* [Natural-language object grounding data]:
- - -
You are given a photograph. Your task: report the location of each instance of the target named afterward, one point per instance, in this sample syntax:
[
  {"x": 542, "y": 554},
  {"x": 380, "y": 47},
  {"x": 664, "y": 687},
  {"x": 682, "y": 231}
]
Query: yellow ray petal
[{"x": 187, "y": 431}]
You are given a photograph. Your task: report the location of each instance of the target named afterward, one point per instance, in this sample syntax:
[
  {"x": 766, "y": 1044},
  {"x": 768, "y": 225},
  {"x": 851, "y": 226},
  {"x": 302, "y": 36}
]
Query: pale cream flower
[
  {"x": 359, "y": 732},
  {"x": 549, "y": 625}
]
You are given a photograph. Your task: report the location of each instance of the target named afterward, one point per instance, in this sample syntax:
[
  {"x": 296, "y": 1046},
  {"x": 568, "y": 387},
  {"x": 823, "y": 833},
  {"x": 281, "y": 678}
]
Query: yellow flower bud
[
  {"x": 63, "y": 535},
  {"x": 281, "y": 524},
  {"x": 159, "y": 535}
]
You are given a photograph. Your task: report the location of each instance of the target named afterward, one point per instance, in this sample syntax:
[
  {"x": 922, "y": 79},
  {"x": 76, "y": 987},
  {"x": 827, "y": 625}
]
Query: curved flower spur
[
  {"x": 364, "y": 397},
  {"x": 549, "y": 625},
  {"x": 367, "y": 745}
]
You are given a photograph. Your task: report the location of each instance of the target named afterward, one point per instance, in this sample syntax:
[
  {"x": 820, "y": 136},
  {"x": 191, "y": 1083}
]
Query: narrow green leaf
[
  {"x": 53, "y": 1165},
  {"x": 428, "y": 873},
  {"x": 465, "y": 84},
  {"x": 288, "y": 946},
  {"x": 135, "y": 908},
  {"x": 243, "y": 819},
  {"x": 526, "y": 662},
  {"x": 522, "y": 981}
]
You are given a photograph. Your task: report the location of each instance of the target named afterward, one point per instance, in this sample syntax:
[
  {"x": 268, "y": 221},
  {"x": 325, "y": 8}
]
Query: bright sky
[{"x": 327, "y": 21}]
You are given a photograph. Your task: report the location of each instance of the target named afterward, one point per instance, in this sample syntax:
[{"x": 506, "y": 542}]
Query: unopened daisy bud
- - -
An exact copy of all the records above is the required answer.

* [RESPONSE TO THIS EXERCISE]:
You are given a photograph. Your task: report the location of each instance of the target named afterward, one point per instance, in this sample syntax:
[
  {"x": 542, "y": 554},
  {"x": 380, "y": 47},
  {"x": 664, "y": 687},
  {"x": 682, "y": 231}
]
Query: yellow ray petal
[{"x": 187, "y": 431}]
You are given a photograph. Your task: report the location of each instance of the target named afterward, one point per instance, in this sample syntax:
[
  {"x": 766, "y": 1044},
  {"x": 768, "y": 225},
  {"x": 851, "y": 226},
  {"x": 302, "y": 36}
]
Query: pale cream flower
[
  {"x": 359, "y": 732},
  {"x": 549, "y": 625}
]
You are given a photograph. Your task: report the location of each instance of the target named afterward, one point per instance, in this sample syntax:
[
  {"x": 296, "y": 1046},
  {"x": 568, "y": 387},
  {"x": 823, "y": 833},
  {"x": 281, "y": 678}
]
Query: yellow flower bud
[
  {"x": 63, "y": 535},
  {"x": 281, "y": 524},
  {"x": 159, "y": 535}
]
You are given a photograph. Your task: report the location of each instance of the target named afterward, one point per instance, in this sample syntax:
[
  {"x": 922, "y": 79},
  {"x": 76, "y": 987},
  {"x": 827, "y": 625}
]
Query: curved flower spur
[
  {"x": 364, "y": 397},
  {"x": 549, "y": 625},
  {"x": 367, "y": 745}
]
You are given a photograph. Your task: report the location of each instance of the target named afterward, one point per instance, in this sample syntax:
[
  {"x": 820, "y": 136},
  {"x": 191, "y": 1083}
]
Query: narrow green leaf
[
  {"x": 53, "y": 1165},
  {"x": 428, "y": 873},
  {"x": 465, "y": 84},
  {"x": 288, "y": 946},
  {"x": 135, "y": 908},
  {"x": 243, "y": 819},
  {"x": 526, "y": 662},
  {"x": 522, "y": 981}
]
You are given a photograph. Your task: report the location of each instance of the target named afterward, one point per instance, in this sample syntax:
[
  {"x": 268, "y": 221},
  {"x": 325, "y": 8}
]
Query: bright sky
[{"x": 327, "y": 21}]
You are given a photograph. Your task: report the location of each instance of the target named afterward, one point per instance, in this sample syntax:
[{"x": 506, "y": 542}]
Query: unopened daisy bud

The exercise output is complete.